:: Data for this task ::

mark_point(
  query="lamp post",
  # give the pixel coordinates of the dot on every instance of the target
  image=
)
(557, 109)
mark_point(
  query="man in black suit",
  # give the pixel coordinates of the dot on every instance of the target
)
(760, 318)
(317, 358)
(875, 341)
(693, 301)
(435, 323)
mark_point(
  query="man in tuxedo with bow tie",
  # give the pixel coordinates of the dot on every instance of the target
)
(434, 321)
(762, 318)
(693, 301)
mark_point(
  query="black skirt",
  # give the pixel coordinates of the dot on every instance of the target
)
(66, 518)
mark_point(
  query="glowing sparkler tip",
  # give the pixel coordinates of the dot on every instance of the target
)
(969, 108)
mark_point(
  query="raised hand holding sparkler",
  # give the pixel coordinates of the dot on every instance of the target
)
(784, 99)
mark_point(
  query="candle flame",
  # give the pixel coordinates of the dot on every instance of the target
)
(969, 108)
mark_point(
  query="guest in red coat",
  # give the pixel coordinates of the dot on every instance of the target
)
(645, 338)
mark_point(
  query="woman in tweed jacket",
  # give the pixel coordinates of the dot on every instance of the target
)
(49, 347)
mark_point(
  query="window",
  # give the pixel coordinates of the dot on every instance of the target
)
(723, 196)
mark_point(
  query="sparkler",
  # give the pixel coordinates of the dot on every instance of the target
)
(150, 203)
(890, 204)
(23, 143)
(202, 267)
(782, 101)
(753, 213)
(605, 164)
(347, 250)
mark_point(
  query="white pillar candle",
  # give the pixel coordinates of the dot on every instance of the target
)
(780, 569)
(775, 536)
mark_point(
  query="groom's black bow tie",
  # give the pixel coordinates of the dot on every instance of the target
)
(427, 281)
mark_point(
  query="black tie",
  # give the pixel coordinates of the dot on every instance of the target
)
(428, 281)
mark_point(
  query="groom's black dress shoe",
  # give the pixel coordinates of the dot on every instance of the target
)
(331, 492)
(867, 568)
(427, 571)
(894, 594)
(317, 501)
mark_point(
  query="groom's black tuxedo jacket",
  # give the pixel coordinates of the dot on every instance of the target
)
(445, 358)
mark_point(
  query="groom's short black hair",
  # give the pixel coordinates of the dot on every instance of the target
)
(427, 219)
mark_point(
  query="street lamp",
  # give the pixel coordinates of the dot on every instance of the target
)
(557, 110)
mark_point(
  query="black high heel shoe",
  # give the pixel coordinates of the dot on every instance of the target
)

:::

Write out all of the records above exactly as they appear.

- **Result for this exercise**:
mark_point(
  query="lamp post",
  # give the pixel coordinates of the dot on every instance of the target
  image=
)
(557, 109)
mark_point(
  query="man in black suit",
  # give the pixel coordinates of the dot on every instance of the target
)
(760, 318)
(317, 358)
(875, 341)
(693, 301)
(435, 323)
mark_point(
  query="man in tuxedo with bow tie",
  # give the pixel coordinates of the dot on every instance of the target
)
(434, 321)
(762, 318)
(693, 301)
mark_point(
  query="black skirt",
  # give the pixel coordinates of the dot on every instance of the target
)
(66, 518)
mark_point(
  query="glowing sparkler tip",
  # give the pixel coordinates of the dot on every instance of the target
)
(969, 108)
mark_point(
  query="raised hand holding sparkler",
  # give the pixel coordinates of the dot on every instance of the target
)
(784, 99)
mark_point(
  query="candle flame",
  # give the pixel coordinates of the dot on every instance of the target
)
(969, 108)
mark_point(
  query="guest in red coat",
  # give the pixel coordinates of the dot on every instance of the target
)
(645, 338)
mark_point(
  query="woman in tweed jacket",
  # give the pixel coordinates of the dot on every instance of the target
)
(49, 347)
mark_point(
  query="window",
  # give the pixel coordinates of the dot on every instance of the target
)
(723, 196)
mark_point(
  query="sparkler",
  # give the pixel coordinates of the dot on every instance of the target
)
(150, 203)
(890, 204)
(23, 143)
(202, 267)
(782, 101)
(753, 213)
(605, 164)
(347, 250)
mark_point(
  query="white pillar candle",
  # give the pixel coordinates of the dot on every instance of the target
)
(780, 569)
(775, 536)
mark_point(
  query="groom's black bow tie",
  # give the pixel coordinates of the dot on every instance of the target
)
(427, 281)
mark_point(
  query="black tie",
  # give the pixel coordinates of the dot on every instance of the target
)
(428, 281)
mark_point(
  query="groom's black dress shoe",
  # give the pixel coordinates of the dot on every instance of the target
)
(331, 492)
(867, 568)
(427, 571)
(894, 594)
(317, 501)
mark_point(
  query="groom's black tuxedo jacket",
  # give the pixel coordinates of the dot on every instance of the target
)
(445, 358)
mark_point(
  query="groom's short black hair",
  # give the pixel coordinates of the dot on every instance of the target
)
(427, 219)
mark_point(
  query="street lamp",
  # give the pixel coordinates of the dot on every instance of the target
)
(557, 110)
mark_point(
  query="black high heel shoe",
  # give the pixel coordinates of the dot on every instance of the target
)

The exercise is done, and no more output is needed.